## [Directions for this task]
Take the line containing "Target — blue button-up shirt" and every line after it in the data below, and print them exactly as given, with nothing else.

## [Records to process]

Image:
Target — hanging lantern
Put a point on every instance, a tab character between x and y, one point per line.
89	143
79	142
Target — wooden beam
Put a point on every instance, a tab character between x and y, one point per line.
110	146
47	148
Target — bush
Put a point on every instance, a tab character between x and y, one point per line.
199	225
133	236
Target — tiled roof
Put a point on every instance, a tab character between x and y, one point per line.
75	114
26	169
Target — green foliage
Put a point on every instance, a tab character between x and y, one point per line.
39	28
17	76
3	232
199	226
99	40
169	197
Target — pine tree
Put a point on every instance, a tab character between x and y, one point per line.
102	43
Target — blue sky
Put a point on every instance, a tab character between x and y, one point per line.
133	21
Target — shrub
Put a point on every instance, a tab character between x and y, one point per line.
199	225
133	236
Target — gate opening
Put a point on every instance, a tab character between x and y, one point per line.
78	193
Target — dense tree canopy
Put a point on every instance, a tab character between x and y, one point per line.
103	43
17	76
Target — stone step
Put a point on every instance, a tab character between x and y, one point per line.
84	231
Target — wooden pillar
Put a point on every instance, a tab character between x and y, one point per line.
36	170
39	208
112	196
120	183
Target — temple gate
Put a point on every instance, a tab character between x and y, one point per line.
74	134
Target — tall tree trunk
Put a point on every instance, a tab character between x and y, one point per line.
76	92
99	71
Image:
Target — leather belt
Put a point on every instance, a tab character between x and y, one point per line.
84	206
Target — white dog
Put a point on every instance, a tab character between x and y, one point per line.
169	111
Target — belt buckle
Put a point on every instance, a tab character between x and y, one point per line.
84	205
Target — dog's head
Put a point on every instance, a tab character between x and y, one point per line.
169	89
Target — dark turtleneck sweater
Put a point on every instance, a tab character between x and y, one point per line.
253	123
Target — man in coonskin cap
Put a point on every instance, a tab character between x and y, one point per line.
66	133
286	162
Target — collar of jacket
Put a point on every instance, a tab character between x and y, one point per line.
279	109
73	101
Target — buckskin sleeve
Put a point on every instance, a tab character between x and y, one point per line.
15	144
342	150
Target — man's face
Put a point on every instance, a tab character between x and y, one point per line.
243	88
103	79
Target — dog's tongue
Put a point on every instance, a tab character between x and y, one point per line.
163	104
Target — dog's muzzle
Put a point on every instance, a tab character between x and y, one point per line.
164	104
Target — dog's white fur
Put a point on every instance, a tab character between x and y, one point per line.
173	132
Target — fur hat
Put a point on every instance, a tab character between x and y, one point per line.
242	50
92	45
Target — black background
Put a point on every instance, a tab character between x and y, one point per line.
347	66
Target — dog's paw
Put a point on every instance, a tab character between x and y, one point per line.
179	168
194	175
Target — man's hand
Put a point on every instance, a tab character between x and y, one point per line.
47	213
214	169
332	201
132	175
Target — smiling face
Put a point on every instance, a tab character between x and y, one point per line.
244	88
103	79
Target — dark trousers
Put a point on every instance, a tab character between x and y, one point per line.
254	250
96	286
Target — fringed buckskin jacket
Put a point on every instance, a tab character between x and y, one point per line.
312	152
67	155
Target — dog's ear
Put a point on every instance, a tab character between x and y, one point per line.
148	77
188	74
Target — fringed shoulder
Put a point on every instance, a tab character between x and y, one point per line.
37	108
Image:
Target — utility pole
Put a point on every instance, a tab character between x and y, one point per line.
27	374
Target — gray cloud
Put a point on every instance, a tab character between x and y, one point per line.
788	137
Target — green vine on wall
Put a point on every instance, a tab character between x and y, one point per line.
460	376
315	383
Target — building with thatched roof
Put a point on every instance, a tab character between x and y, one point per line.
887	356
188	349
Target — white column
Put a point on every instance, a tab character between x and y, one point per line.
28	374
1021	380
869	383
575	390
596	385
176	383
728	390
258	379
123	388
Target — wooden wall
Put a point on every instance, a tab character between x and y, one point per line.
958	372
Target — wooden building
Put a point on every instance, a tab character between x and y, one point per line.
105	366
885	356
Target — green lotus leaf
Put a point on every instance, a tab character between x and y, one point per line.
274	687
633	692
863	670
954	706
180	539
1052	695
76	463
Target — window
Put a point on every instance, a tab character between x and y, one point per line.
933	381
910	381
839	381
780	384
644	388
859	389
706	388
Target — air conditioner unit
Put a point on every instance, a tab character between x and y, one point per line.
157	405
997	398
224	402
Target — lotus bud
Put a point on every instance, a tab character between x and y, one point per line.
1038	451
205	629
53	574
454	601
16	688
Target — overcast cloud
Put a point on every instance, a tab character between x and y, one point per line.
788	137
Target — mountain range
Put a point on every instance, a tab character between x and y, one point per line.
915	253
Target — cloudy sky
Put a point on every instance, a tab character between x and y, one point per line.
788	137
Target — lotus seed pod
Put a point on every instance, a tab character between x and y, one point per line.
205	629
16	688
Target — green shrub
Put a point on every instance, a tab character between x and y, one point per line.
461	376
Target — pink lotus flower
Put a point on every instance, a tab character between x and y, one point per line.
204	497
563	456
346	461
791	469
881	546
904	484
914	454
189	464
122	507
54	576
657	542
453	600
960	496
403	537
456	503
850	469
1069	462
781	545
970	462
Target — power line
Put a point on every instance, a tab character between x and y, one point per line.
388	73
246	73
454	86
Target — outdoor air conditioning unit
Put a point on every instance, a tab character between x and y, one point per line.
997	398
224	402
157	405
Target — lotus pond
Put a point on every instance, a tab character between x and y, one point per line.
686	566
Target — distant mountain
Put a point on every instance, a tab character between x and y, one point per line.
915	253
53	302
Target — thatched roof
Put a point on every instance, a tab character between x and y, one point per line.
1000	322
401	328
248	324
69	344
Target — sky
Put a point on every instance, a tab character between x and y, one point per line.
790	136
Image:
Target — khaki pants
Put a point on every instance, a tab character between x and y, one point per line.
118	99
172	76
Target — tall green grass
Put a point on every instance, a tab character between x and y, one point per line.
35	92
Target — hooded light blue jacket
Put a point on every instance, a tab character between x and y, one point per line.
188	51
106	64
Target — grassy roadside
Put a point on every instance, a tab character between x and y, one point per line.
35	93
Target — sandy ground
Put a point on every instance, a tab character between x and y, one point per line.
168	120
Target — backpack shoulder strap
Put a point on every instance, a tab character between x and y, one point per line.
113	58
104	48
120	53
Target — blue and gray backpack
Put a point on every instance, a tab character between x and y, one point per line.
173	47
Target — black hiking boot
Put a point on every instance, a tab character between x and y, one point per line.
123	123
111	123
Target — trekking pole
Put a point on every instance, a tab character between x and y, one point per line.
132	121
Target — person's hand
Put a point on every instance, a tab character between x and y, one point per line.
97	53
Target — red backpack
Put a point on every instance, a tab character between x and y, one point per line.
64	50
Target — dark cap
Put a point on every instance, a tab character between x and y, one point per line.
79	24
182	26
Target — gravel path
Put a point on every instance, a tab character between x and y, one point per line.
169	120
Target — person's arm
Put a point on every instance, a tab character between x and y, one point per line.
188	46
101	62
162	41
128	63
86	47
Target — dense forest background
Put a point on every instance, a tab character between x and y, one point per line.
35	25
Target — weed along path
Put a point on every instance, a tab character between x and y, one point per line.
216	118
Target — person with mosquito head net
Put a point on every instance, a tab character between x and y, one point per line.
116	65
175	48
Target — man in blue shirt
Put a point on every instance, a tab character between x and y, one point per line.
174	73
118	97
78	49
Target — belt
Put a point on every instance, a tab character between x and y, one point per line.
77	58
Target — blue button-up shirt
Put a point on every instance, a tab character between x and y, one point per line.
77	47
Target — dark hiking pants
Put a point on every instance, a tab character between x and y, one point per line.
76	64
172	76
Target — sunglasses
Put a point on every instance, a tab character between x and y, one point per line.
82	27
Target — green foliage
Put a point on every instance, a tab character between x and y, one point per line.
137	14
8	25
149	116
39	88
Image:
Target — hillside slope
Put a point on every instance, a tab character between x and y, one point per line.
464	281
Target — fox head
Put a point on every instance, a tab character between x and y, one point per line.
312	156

## [Output]
Target — blue button-up shirt
Put a point on every instance, a tab character between x and y, one point per line.
77	47
Target — dark hiking pants
Put a point on every instance, a tab character between x and y, one point per line.
76	64
172	76
Target — sunglasses
Put a point on every instance, a tab character between x and y, one point per line.
82	27
Target — green foliage
Put a point on every instance, a tab character between x and y, one point per line.
137	14
8	25
149	116
39	88
Image:
Target — hillside slope
Put a point on every instance, a tab character between x and y, one point per line.
464	281
Target — fox head
Put a point on every instance, a tab character between x and y, one point per line.
312	156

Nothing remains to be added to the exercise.